_本文_
--*--

キャリアデザイン学部の体験型選択必修科目に「キャリア体験学習(国際)」があります。
ベトナムと台湾の2つのクラスがあり、日本と関係の深いベトナム、台湾を事例にグローバルな視点からキャリアデザインを学んでいきます。学生は、春学期(事前指導)が終わった夏休みの期間を利用し、それぞれの現地に約2週間滞在して、提携している大学の学生との交流や関係機関でのインターンシップなど、さまざまな異文化理解・体験を行います。
しかし、残念ながら新型コロナウィルスの感染拡大により、2020年度以降の3年間は現地に渡航することはできなくなってしまいました。両クラスとも、日本国内での代替実習によって、多方面から考察を深める内容にスライドし、関係者の皆様のご協力とご支援によって、現地と関わりながら“異文化を体験”するプログラムを実践しています。
今回は、春学期に行われたオンライン交流会の一部をご紹介したいと思います。

--*--

_やること_
(a) 本文によると、「キャリア体験学習(国際)」にはどこのクラスがありますか。
(b) 本文のうち、「ベトナムと台湾の2つのクラス」から「異文化理解・体験を行います。」までの部分を、「約2週間」を「約10日間」に変えて書き直してください。

_物を指し示すデータセットの行_
--*--

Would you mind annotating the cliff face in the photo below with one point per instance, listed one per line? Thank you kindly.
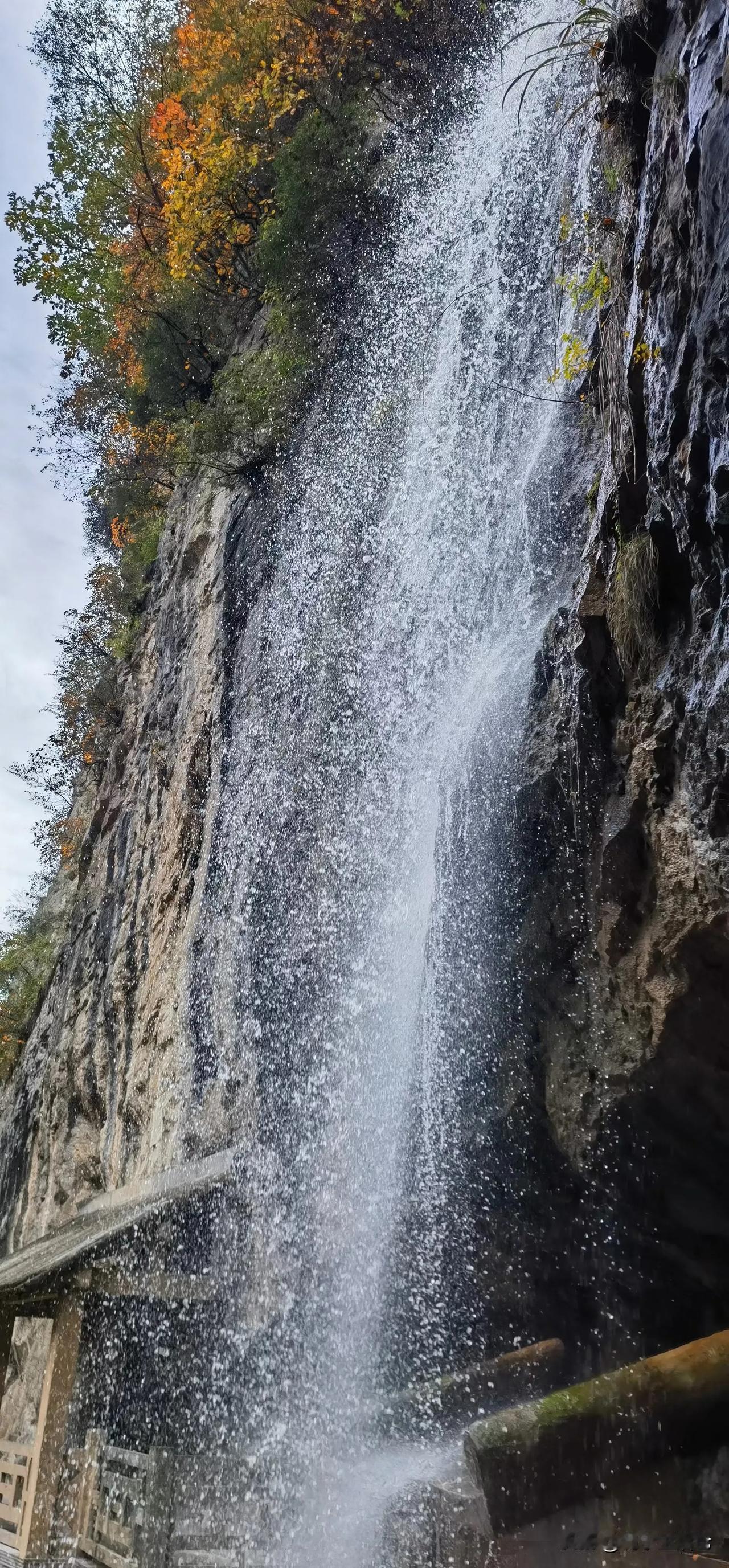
(103, 1088)
(626, 809)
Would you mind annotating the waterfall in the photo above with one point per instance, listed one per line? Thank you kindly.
(357, 954)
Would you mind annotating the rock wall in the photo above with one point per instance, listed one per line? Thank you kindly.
(103, 1092)
(626, 800)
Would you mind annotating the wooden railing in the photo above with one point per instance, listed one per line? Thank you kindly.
(124, 1500)
(16, 1465)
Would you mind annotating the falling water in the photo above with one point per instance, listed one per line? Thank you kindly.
(355, 969)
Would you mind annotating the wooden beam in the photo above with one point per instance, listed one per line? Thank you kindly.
(51, 1435)
(488, 1383)
(536, 1459)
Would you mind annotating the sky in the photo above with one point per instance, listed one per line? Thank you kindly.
(41, 535)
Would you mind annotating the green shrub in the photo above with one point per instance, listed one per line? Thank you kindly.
(251, 405)
(27, 957)
(322, 187)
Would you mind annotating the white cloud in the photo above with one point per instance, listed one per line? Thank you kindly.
(41, 540)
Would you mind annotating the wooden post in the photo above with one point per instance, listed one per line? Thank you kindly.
(536, 1459)
(154, 1544)
(7, 1325)
(88, 1485)
(51, 1434)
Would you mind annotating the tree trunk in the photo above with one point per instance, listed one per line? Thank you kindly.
(573, 1444)
(478, 1388)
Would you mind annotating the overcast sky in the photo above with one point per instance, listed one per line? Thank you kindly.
(41, 563)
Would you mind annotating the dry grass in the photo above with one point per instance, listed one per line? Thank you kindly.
(632, 603)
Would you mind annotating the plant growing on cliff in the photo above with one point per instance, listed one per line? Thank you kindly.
(27, 955)
(632, 601)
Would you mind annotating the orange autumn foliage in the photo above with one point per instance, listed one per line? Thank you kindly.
(244, 71)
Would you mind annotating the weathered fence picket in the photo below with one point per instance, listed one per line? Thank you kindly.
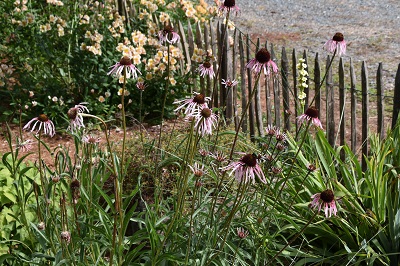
(396, 101)
(330, 104)
(365, 112)
(285, 89)
(380, 101)
(342, 106)
(353, 107)
(279, 98)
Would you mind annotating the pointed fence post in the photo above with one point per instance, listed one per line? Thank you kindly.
(342, 101)
(306, 90)
(330, 105)
(242, 59)
(268, 105)
(396, 98)
(353, 108)
(294, 70)
(250, 88)
(317, 83)
(277, 97)
(365, 114)
(380, 101)
(257, 101)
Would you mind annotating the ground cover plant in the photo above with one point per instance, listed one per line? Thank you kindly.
(199, 194)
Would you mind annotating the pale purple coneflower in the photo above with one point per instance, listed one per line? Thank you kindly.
(229, 83)
(271, 130)
(75, 119)
(262, 61)
(310, 114)
(218, 156)
(197, 170)
(280, 136)
(246, 169)
(336, 43)
(42, 121)
(66, 236)
(229, 5)
(192, 104)
(205, 120)
(141, 86)
(125, 62)
(91, 139)
(168, 35)
(24, 146)
(241, 233)
(204, 152)
(325, 199)
(206, 68)
(41, 226)
(75, 188)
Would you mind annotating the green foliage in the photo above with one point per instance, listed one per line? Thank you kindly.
(57, 55)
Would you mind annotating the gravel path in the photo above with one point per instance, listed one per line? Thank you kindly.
(371, 27)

--*--

_作業の結果_
(a) ベトナムと台湾の2つのクラスがあります。

(b)
ベトナムと台湾の2つのクラスがあり、日本と関係の深いベトナム、台湾を事例にグローバルな視点からキャリアデザインを学んでいきます。学生は、春学期(事前指導)が終わった夏休みの期間を利用し、それぞれの現地に約10日間滞在して、提携している大学の学生との交流や関係機関でのインターンシップなど、さまざまな異文化理解・体験を行います。